• **GOAL**:
Pull out every line of the entries below that contains the string "woman". Case counts: only matches with the same capitalization qualify.

# start of INFORMATION GIVEN

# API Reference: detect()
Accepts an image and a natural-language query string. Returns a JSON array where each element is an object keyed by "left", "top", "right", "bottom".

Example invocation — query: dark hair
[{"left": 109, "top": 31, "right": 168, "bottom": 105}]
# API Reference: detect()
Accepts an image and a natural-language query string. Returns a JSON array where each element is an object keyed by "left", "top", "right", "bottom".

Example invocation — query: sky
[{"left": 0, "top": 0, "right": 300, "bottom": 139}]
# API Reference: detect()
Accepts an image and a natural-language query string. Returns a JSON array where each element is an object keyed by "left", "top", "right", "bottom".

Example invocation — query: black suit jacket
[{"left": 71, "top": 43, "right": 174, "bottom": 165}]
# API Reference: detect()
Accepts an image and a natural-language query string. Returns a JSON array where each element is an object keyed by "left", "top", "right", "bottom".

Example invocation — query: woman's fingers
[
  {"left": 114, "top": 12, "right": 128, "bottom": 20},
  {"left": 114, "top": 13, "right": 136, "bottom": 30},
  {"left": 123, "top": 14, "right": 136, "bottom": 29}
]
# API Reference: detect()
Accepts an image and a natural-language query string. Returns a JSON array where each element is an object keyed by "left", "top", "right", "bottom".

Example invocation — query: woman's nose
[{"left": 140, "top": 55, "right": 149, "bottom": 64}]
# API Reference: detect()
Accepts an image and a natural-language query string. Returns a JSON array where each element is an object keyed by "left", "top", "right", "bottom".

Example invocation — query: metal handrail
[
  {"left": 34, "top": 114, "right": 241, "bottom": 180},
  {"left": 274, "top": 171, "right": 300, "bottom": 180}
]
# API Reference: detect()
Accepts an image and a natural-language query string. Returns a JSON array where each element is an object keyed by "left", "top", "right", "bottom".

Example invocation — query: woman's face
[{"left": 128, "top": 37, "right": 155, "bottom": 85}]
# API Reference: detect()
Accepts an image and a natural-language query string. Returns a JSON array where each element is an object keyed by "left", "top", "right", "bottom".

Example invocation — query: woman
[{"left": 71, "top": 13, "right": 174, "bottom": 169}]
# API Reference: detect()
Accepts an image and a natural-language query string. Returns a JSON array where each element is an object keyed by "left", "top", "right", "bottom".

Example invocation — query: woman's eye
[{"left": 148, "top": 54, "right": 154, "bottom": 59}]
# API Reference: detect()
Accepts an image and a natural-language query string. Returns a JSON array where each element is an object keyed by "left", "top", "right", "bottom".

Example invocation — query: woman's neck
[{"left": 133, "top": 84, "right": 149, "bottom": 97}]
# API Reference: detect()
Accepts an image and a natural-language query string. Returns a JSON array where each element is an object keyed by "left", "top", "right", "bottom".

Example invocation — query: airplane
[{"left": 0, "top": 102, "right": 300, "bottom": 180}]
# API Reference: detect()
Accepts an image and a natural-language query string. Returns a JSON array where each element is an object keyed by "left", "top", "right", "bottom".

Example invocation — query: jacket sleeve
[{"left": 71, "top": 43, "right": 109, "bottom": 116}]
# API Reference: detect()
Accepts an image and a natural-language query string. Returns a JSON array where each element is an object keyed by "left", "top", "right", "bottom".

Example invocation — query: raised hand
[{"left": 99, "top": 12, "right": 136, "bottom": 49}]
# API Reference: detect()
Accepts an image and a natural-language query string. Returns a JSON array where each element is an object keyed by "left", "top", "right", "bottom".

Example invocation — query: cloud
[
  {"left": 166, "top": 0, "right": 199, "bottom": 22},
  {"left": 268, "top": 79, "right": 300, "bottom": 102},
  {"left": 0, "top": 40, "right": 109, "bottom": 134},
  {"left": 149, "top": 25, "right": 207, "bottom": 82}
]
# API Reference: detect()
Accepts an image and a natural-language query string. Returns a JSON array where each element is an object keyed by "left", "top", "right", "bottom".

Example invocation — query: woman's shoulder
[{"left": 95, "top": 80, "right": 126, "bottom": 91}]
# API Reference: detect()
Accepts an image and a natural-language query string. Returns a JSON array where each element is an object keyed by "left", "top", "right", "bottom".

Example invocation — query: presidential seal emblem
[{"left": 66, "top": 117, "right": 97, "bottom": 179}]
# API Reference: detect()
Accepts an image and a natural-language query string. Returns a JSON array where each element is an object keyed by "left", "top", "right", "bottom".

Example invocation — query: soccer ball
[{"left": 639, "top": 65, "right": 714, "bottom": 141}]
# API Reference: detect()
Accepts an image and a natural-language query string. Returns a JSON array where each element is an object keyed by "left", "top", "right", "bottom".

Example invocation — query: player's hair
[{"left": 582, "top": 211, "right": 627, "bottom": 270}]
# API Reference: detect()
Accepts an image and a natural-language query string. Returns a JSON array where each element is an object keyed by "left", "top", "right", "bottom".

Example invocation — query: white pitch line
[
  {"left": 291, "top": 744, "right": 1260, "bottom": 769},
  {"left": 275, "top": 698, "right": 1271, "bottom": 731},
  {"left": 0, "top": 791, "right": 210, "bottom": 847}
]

# end of INFORMATION GIVEN

• **WRITTEN SOLUTION**:
Example invocation — query: woman's fingers
Example invocation — query: woman's nose
Example invocation — query: woman's face
Example invocation — query: woman
Example invocation — query: woman's eye
Example invocation — query: woman's neck
Example invocation — query: woman's shoulder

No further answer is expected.